§ TEXTE PRÉSENTÉ:
· · · · · · ·
La ville contrôle aussi la circulation par bateaux et le transport des personnes dans les secteurs inondés. « (…) 0n fit éclairer un certain nombre de bateaux pour la nuit dans les endroits où le public passait le plus communément (…) ». Les archers sont envoyés pour aider et encadrer les secours. « (…) Ledit jour (26 décembre 1740) le Bureau qui avait appris que les bateliers exigeaient trop de ceux dont les maisons se trouvaient dans l’eau et qui voulaient se sauver ou de ceux qui voulaient seulement passer l’eau, rendit une ordonnance pour qu’il fut défendu d’exiger plus que trois deniers tant pour passer que pour porter des paquets (…) et envoya des gardes de la ville d’un côté et d’autre pour faire exécuter ladite ordonnance et conduire es prisons de l’hôtel de ville ceux desdits mariniers qui y contreviendraient (…) » (AN, K 1022, verbaux du Bureau de la ville de Paris).
Approvisionnement
L’inondation survient alors que, depuis 1739, le pays traverse une crise frumentaire sévère, et les mauvaises récoltes de 1740 font craindre une disette. Dès le mois de septembre, la vente des grains et farines, ainsi que leur utilisation par les boulangers, sont réglementées. À Paris, on interdit aux brasseurs d’utiliser l’orge pour fabriquer la bière. On fait en même temps venir des blés des provinces et de l’étranger. Stocks qui seront bien utiles lors de l’inondation.
· · · · · · ·
§ LISTE DES TÂCHES:
1. D'après le texte sur l'inondation de Paris, quelle céréale les brasseurs parisiens n'ont-ils plus le droit d'employer pour fabriquer la bière ?
2. Renvoyez mot pour mot tout le passage du texte sur l'inondation de Paris qui va de « La ville contrôle » jusqu'à « ville de Paris). », ces deux extrémités comprises.

§ Relevés de points étiquetés:
· · · · · · ·
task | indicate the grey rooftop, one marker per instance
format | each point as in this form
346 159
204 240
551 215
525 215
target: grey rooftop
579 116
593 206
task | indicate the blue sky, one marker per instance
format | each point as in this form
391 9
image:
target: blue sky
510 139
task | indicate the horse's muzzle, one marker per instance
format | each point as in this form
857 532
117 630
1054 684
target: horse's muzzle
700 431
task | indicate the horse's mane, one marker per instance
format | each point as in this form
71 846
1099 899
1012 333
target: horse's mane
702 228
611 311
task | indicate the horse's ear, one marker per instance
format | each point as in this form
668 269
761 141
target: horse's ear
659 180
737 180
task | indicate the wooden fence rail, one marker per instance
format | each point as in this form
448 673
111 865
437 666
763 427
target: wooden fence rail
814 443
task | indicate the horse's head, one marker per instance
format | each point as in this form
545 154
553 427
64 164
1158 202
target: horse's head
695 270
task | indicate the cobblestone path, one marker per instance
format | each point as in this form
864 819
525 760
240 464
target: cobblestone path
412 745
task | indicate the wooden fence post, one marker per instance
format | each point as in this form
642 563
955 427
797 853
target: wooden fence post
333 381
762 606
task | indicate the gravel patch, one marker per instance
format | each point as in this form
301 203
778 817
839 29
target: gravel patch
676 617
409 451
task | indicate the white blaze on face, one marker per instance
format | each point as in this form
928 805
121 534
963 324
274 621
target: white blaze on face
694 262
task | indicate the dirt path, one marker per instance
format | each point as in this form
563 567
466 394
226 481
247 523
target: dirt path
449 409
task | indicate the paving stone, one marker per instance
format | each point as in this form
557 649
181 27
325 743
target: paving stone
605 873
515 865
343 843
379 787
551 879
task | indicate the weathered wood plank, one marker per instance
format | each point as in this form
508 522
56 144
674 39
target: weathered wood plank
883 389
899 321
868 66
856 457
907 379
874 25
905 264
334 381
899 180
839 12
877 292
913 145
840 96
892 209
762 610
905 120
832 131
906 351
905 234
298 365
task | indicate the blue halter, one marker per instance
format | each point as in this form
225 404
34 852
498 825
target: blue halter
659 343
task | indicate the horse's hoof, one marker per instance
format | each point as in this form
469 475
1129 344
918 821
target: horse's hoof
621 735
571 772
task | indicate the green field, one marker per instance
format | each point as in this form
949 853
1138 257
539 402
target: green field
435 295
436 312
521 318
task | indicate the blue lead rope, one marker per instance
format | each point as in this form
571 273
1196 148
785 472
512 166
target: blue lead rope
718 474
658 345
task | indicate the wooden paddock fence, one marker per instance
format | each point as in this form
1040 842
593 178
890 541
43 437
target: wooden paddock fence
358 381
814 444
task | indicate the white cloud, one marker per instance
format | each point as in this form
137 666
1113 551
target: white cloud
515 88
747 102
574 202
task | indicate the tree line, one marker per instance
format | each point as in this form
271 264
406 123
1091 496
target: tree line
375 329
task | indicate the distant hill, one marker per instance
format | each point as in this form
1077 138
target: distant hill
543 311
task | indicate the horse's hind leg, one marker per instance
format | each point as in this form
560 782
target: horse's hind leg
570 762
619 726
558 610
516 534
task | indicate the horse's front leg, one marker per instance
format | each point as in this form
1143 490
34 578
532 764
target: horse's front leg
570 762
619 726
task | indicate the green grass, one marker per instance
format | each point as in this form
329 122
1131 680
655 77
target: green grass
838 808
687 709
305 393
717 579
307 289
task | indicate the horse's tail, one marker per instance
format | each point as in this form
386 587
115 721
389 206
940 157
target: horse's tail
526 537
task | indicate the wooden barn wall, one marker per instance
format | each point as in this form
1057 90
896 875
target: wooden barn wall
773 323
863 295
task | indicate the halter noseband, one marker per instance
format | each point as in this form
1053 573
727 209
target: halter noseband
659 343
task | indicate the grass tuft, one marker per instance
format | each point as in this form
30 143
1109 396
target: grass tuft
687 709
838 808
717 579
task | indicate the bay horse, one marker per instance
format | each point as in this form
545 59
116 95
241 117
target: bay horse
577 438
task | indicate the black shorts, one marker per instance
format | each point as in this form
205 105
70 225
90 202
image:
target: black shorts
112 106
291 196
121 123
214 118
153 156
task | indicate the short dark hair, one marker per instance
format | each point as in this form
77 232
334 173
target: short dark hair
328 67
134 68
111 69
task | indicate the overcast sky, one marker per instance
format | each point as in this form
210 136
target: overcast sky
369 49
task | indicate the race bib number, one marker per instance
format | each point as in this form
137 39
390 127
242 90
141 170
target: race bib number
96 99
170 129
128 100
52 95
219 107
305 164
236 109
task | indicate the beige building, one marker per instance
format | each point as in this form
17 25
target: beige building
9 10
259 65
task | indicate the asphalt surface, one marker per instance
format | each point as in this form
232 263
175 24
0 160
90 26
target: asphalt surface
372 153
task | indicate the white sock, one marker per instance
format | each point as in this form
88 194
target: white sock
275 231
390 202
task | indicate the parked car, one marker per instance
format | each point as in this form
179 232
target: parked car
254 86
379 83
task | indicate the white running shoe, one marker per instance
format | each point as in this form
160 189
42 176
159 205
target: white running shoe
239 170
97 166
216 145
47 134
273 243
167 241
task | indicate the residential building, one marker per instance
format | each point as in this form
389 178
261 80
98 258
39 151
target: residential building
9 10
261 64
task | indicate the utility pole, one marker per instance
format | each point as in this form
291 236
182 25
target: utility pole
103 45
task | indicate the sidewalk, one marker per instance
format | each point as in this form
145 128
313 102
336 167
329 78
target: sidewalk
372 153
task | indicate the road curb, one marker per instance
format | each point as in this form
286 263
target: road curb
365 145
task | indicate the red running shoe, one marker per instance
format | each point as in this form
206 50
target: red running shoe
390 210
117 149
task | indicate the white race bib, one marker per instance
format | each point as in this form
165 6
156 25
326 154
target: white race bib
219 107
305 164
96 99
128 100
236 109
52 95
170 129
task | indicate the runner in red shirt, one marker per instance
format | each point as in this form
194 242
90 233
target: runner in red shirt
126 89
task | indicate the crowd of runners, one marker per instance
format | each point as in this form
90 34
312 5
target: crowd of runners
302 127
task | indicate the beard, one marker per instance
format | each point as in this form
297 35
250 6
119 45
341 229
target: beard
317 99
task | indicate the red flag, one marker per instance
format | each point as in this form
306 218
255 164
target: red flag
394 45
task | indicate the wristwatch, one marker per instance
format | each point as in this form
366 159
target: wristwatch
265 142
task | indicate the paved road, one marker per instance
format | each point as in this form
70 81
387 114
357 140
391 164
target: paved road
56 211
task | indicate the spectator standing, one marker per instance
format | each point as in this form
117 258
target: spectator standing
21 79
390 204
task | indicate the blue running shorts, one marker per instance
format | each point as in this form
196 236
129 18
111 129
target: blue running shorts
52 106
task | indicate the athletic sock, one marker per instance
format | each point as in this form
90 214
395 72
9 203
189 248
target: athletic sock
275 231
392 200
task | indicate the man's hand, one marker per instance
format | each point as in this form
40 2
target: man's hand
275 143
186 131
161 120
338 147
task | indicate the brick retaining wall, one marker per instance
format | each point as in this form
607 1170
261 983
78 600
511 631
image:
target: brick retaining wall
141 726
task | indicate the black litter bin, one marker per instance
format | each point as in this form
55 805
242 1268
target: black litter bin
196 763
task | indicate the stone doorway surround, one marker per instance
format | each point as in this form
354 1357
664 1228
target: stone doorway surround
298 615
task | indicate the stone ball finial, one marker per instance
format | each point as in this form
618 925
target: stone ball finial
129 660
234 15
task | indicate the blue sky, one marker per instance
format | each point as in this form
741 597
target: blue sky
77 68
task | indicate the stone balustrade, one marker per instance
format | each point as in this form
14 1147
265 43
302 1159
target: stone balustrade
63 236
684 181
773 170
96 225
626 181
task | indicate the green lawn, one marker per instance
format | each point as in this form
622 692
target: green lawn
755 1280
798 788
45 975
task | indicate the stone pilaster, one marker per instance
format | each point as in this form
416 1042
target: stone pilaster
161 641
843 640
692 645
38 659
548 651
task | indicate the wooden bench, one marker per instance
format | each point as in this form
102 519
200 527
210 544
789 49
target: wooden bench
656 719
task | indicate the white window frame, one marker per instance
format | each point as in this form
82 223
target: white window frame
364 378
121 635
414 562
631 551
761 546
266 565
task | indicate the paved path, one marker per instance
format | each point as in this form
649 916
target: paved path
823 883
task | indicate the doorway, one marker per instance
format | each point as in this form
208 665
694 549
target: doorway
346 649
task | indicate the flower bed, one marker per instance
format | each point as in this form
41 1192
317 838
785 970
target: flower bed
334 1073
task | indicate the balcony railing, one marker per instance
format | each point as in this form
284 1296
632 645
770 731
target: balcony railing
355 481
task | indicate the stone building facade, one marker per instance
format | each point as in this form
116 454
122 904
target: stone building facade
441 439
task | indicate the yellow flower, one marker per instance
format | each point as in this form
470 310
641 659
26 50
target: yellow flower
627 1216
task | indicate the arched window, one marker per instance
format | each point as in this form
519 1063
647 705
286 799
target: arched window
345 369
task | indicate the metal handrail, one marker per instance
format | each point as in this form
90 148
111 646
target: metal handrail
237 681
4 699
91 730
· · · · · · ·
§ SOLUTIONS DANS L'ORDRE:
1. L'orge.

2.
La ville contrôle aussi la circulation par bateaux et le transport des personnes dans les secteurs inondés. « (…) 0n fit éclairer un certain nombre de bateaux pour la nuit dans les endroits où le public passait le plus communément (…) ». Les archers sont envoyés pour aider et encadrer les secours. « (…) Ledit jour (26 décembre 1740) le Bureau qui avait appris que les bateliers exigeaient trop de ceux dont les maisons se trouvaient dans l’eau et qui voulaient se sauver ou de ceux qui voulaient seulement passer l’eau, rendit une ordonnance pour qu’il fut défendu d’exiger plus que trois deniers tant pour passer que pour porter des paquets (…) et envoya des gardes de la ville d’un côté et d’autre pour faire exécuter ladite ordonnance et conduire es prisons de l’hôtel de ville ceux desdits mariniers qui y contreviendraient (…) » (AN, K 1022, verbaux du Bureau de la ville de Paris).